Please write out the lines below as a numbered list, skipping any blank lines and leaving the pictures out.

····················

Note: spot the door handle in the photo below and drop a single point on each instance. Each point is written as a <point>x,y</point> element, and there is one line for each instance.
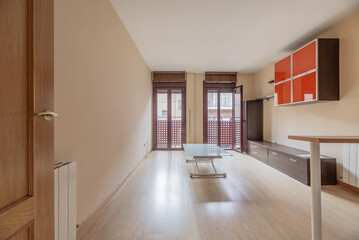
<point>47,115</point>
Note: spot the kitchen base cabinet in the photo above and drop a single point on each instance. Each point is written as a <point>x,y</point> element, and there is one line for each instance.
<point>291,161</point>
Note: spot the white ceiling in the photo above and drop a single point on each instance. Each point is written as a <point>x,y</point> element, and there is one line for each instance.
<point>225,35</point>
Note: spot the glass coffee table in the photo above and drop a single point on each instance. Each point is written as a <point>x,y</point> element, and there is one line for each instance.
<point>204,153</point>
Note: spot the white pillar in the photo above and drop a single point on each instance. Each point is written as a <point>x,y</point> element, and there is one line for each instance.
<point>315,179</point>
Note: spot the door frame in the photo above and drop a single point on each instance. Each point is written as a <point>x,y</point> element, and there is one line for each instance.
<point>168,86</point>
<point>31,216</point>
<point>221,88</point>
<point>241,118</point>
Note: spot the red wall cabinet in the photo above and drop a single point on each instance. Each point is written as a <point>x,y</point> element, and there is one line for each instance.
<point>283,70</point>
<point>283,93</point>
<point>312,74</point>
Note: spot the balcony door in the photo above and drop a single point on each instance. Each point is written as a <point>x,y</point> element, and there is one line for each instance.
<point>221,121</point>
<point>169,128</point>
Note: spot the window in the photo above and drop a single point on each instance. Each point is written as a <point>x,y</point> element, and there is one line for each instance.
<point>164,113</point>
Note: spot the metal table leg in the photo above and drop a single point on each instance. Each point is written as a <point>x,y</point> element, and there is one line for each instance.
<point>198,174</point>
<point>315,179</point>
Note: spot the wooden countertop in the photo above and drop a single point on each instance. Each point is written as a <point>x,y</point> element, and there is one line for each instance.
<point>327,139</point>
<point>286,150</point>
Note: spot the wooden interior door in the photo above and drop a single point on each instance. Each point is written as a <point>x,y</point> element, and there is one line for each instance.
<point>26,140</point>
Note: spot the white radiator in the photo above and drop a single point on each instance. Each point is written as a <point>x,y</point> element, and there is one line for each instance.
<point>65,201</point>
<point>351,164</point>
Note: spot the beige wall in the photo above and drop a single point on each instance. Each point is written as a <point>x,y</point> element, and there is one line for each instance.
<point>331,118</point>
<point>103,97</point>
<point>247,80</point>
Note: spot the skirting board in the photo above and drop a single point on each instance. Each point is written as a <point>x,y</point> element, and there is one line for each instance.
<point>343,184</point>
<point>86,225</point>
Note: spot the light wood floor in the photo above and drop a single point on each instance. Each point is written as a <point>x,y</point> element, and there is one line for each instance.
<point>254,202</point>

····················

Expected answer.
1. Note: spot the door handle in the photo below and drop a single point on each instance. Each point is written as a <point>x,y</point> element, and there is one line for each instance.
2. <point>47,115</point>
3. Note: spot the kitchen base cabinet in the photo above and drop a single point on each instance. Each point is written as a <point>x,y</point> element, and there is one line for each instance.
4. <point>291,161</point>
5. Note: spot the white ceiling in the photo above and drop a single point on each instance. Each point is written as a <point>x,y</point> element, and there is one line for each instance.
6. <point>225,35</point>
7. Note: spot the glass coffee table in the photo above and drop a single point on each instance. Each point is written as a <point>x,y</point> element, and there is one line for each instance.
8. <point>204,153</point>
9. Note: spot the white pillar in the photo above and drop a single point on each instance. Each point is written as a <point>x,y</point> element, and there is one line for each instance.
10. <point>315,179</point>
11. Note: spot the door frame in the photo above and drop a single point on each instance. Each point is written as a <point>x,y</point> element, and there is one line for each instance.
12. <point>168,86</point>
13. <point>31,216</point>
14. <point>221,88</point>
15. <point>241,118</point>
16. Note: spot the red wall cabinet in the photo above and drop a single point on each instance. Each point is written as a <point>x,y</point> element, and there is one line for each instance.
17. <point>283,70</point>
18. <point>283,93</point>
19. <point>312,74</point>
20. Note: spot the balcony door in the photo above and drop a single point on each instance. Each point is written as a <point>x,y</point> element, and there is one line for each instance.
21. <point>221,121</point>
22. <point>169,128</point>
23. Note: spot the window in the photo above and drop a single point on each instance. Each point is written as a <point>x,y</point> element, and there is one line for each instance.
24. <point>164,113</point>
25. Note: spot the metal table leg in the photo above and drop a single point on each instance. Each point is written as a <point>x,y</point> element, and there is one line for each instance.
26. <point>198,174</point>
27. <point>315,179</point>
28. Note: spot the wooden countertop in the photo above and drop a single point on each instance. Each point is written as a <point>x,y</point> element, and there is one line for each instance.
29. <point>327,139</point>
30. <point>286,150</point>
31. Note: spot the wooden interior door in the photo above and drop a single point on each instance. Each point is written as a <point>x,y</point> element, and there is one line for each instance.
32. <point>26,140</point>
33. Note: spot the white radiator in the photo above and drop a single point on each instance. Each point is written as a <point>x,y</point> element, and there is one line for each instance.
34. <point>65,201</point>
35. <point>351,164</point>
36. Note: spot the beige wall in the photo above and drop a single point on each instance. Each point is written as a <point>x,y</point> element, and there is one line for each instance.
37. <point>331,118</point>
38. <point>103,97</point>
39. <point>247,80</point>
40. Note: spot the skirting board in the photo above and drop a single point on each instance. Each point is written as a <point>x,y</point> element, and there is one line for each instance.
41. <point>343,184</point>
42. <point>86,225</point>
43. Note: spot the light wood floor in the photo above and drop a single point on each instance. Each point is written as a <point>x,y</point> element, and there is one line for each instance.
44. <point>254,202</point>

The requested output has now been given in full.